(Source extract):
++++++++++++++++++++
I recently attended an interesting seminar, where the concept of motivic Donaldson-Thomas invariants was explained (0909.5088).

Very roughly, the DT invariant is a generating function $\sum q^k e(M_k)$ of a numerical invariant $e(\cdot)$ of a sequence of moduli spaces $M_k$. The motivic DT invariant is obtained by considering $\sum q^k [M_k]$ where $[M_k]$ is the image in $K(Var)$. This contains more info than the ordinary DT invariant.

Can this idea be applied for, say, the GW invariant of Calabi-Yau 3-folds, to get a finer invariant?

(Sorry for my vague question.)


Let me give an answer from a slightly different point of view.

Let $M_k$ be a moduli space as in your question; say it's a (compact) moduli space of sheaves on some (compact) Calabi-Yau threefold. In general, $M_k$ is going to be very singular. However, it carries a so-called perfect deformation-obstruction theory of dimension zero. This gives a virtual fundamental class on $M_k$, and the technical definition of the numerical invariant $e(M_k)$ is that it is the degree of this virtual fundamental class.

In the case of sheaves on CY3s, the deformation-obstruction theory has a duality property: it is a symmetric obstruction theory. In this case, according to a result of Kai Behrend, $e(M_k)$ can also be expressed as an Euler characteristic, albeit a weighted one:
$e(M_k)=\chi(M_k, \nu_{M_k})$, where $\nu_{M_k}$ is the Behrend function of the singular space $M_k$. In other words, one computes an Euler characteristic, but weighted with a numerical measure of how bad the singularities are.

On can hope that this Euler characteristic definition can now be turned into something motivic. What one needs is a way to attach a motivic weight to points of $M_k$. In some specific moduli problems, such as for Hilbert schemes of points where at least locally the moduli space can be expressed as a critical locus of a function on a smooth variety, this can be done using the tool of the motivic vanishing cycle; indeed, this is what our work does in the paper you cite. The general theory of how one attaches motivic weights is discussed in a (partially conjectural) paper of Kontsevich and Soibelman.

The issue with Gromov-Witten theory on a CY3 is that the deformation-obstruction theory in that case, while it is of dimension zero, is not fully symmetric. It is symmetric on the open part corresponding to stable maps which are immersions from a smooth curve, but (as an expert assures me) not on the whole moduli space.
++++++++++++++++++++
Pick up the forum thread on motivic Donaldson-Thomas invariants after its final sentence and continue the answer in the same vein.

(Supplied data):
++++++++++++++++++++
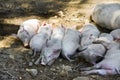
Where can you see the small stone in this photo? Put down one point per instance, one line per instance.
(81, 78)
(33, 72)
++++++++++++++++++++
(Answer below):
I don't know anything about motivic Donaldson-Thomas invariants, but it is possible to define the notion of GW invariants on the level of motives. You should check out Behrend and Manin, "Stacks of stable maps and Gromov-Witten invariants" sections 8 and 9, as well as Toën, "On motives for Deligne-Mumford stacks". Namely, instead of considering GW invariants as a collection of maps $$ I^X_{g,n,\beta} : H^\ast (X^n) \to H^\ast(\overline M_{g,n})$$ you can define them as morphisms between the Chow motives associated to $X^n$ and $\overline M_{g,n}$. The notion of a motive associated to a DM-stack is explained in Toën's article. In the case of $\overline M_{g,n}$ it is easy to say explicitly what this means: there is a finite cover $f \colon M \to \overline M_{g,n}$ by a smooth projective scheme M, and we take as the motive associated to $\overline M_{g,n}$ the motive associated to the scheme M and the projector $\frac{1}{\deg f} f^\ast f_\ast$. The correspondence inducing the morphism is given by the pushforward of the virtual fundamental class of $\overline M_{g,n}(X,\beta)$ to $A^\ast(X^n \times \overline M_{g,n})$ along the product of the evaluation maps and the forgetful map.


Let me just add a bit to what Balazs said. The fact that the moduli spaces of sheaves on a CY3 have this symmetric obstruction theory is a reflection of properties of the category they live in, namely the derived category of coherent sheaves on the CY3. Indeed, Kontsevich and Soibelman's general construction of motivic DT invariants applies to a general class of CY3 categories and the motivic invariants live in a Hall algebra associated to this category.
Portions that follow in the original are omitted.